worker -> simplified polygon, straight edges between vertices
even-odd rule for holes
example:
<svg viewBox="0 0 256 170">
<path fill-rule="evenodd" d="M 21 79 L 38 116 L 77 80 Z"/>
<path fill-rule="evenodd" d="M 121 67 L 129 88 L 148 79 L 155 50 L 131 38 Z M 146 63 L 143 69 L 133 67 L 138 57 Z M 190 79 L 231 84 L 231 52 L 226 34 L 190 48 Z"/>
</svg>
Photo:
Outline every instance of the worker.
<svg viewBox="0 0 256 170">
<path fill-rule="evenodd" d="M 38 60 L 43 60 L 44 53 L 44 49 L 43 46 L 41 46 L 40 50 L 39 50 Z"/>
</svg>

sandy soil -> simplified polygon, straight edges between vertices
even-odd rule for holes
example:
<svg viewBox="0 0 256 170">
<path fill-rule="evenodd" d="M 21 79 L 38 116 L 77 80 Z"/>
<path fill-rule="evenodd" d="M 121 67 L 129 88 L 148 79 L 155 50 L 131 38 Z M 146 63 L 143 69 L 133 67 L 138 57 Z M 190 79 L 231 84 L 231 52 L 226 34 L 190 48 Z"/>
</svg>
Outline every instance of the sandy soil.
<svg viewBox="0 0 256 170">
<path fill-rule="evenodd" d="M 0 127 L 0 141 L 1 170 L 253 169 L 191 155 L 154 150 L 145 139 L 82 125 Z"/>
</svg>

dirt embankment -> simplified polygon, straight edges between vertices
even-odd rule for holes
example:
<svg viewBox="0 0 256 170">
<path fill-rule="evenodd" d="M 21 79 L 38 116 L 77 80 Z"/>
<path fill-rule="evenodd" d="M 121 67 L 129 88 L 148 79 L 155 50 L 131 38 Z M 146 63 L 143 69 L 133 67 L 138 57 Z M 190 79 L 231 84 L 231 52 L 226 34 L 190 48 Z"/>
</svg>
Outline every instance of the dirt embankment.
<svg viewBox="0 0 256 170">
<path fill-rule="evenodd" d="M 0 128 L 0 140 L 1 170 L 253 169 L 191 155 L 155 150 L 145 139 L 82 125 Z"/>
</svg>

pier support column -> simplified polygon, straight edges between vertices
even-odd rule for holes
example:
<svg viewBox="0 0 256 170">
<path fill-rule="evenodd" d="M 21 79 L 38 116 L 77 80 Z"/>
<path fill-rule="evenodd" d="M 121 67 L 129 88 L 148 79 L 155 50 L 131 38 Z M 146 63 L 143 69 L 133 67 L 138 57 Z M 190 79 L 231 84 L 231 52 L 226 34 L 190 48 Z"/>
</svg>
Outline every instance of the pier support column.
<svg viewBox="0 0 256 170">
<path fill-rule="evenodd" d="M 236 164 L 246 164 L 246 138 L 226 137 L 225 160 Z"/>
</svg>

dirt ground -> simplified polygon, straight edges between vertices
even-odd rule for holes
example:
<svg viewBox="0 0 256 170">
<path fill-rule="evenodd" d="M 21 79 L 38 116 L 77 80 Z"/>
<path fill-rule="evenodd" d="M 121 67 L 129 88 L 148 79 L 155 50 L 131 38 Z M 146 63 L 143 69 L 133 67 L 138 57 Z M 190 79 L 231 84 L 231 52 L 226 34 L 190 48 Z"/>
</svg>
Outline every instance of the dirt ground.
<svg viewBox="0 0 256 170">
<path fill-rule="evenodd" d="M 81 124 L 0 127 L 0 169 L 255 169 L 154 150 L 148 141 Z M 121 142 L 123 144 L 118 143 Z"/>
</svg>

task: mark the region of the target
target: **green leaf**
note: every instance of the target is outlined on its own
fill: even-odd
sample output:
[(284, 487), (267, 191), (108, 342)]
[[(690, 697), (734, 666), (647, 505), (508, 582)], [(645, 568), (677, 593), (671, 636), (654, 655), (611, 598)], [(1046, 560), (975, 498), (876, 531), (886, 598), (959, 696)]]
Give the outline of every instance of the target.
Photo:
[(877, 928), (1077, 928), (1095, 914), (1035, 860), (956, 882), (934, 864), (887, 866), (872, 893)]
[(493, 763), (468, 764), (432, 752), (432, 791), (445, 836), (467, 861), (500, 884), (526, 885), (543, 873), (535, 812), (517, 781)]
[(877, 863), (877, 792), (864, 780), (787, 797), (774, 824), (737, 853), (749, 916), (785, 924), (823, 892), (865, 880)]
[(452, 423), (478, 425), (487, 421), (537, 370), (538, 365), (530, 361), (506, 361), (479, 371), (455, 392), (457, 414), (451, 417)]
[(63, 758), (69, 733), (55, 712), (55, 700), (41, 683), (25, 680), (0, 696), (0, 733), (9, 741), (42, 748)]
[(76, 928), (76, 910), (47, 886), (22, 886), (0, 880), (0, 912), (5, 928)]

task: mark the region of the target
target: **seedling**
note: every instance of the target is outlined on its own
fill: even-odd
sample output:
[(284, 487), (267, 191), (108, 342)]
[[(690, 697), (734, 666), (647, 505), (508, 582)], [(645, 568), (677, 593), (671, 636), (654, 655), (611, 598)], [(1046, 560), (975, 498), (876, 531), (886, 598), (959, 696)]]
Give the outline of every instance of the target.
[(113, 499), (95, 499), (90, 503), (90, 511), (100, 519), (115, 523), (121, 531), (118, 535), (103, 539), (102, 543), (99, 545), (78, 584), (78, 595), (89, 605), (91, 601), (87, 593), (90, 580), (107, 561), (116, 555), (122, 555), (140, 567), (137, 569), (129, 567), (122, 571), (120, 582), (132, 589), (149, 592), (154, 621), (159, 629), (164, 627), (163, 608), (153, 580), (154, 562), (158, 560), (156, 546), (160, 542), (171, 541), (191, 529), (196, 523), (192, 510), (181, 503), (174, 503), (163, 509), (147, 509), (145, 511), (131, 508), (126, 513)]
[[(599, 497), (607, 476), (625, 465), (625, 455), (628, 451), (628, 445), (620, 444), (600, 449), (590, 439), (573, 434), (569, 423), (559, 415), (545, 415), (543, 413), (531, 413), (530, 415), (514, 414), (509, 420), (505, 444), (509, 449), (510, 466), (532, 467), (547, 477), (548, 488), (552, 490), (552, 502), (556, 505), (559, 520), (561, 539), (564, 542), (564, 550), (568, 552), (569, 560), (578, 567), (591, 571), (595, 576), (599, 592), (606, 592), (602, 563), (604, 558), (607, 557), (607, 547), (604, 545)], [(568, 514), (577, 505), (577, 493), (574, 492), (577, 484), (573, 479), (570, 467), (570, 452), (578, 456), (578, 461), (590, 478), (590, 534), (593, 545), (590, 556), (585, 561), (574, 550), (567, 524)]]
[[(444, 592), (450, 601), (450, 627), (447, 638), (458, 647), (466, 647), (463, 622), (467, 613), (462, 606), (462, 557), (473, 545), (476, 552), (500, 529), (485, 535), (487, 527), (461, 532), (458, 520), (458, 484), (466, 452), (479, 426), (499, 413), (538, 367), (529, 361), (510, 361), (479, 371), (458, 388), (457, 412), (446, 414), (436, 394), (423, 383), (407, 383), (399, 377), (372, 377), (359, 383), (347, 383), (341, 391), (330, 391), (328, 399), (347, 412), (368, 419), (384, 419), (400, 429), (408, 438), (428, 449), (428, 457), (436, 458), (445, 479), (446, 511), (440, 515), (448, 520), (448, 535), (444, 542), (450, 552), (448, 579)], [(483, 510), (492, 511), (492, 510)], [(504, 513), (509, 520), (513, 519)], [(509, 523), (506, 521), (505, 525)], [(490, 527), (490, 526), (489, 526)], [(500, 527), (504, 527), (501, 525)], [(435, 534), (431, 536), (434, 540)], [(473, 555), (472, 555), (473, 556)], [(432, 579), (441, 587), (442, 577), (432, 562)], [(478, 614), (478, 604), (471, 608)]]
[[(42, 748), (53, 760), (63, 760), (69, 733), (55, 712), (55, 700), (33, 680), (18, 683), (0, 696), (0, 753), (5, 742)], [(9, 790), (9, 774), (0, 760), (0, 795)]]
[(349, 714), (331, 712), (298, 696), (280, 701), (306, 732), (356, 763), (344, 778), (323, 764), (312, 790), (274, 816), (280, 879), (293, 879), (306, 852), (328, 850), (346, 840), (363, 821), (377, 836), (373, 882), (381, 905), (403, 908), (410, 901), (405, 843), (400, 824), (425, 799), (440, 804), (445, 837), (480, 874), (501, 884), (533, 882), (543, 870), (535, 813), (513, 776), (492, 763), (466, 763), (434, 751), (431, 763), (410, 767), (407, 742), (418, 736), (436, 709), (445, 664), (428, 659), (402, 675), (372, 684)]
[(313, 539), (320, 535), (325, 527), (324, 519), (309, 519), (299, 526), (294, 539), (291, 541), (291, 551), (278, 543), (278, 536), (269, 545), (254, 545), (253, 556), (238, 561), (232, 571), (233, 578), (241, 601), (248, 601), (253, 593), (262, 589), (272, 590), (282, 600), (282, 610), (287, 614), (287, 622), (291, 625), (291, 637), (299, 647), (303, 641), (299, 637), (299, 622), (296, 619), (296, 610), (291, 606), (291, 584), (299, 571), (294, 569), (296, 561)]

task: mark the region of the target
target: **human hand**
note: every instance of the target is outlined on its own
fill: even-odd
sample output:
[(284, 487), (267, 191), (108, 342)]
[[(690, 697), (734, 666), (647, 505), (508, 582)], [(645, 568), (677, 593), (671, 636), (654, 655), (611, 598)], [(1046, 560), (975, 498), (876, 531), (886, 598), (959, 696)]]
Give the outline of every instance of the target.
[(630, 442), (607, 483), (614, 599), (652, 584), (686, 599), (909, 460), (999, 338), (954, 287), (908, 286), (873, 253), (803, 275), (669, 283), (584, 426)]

===

Pick out every line above that contains the word "dirt", and copy each of those lines in full.

dirt embankment -> simplified polygon, straight edges between vertices
Outline every instance of the dirt embankment.
dirt ground -> simplified polygon, straight edges between vertices
Outline every instance of the dirt ground.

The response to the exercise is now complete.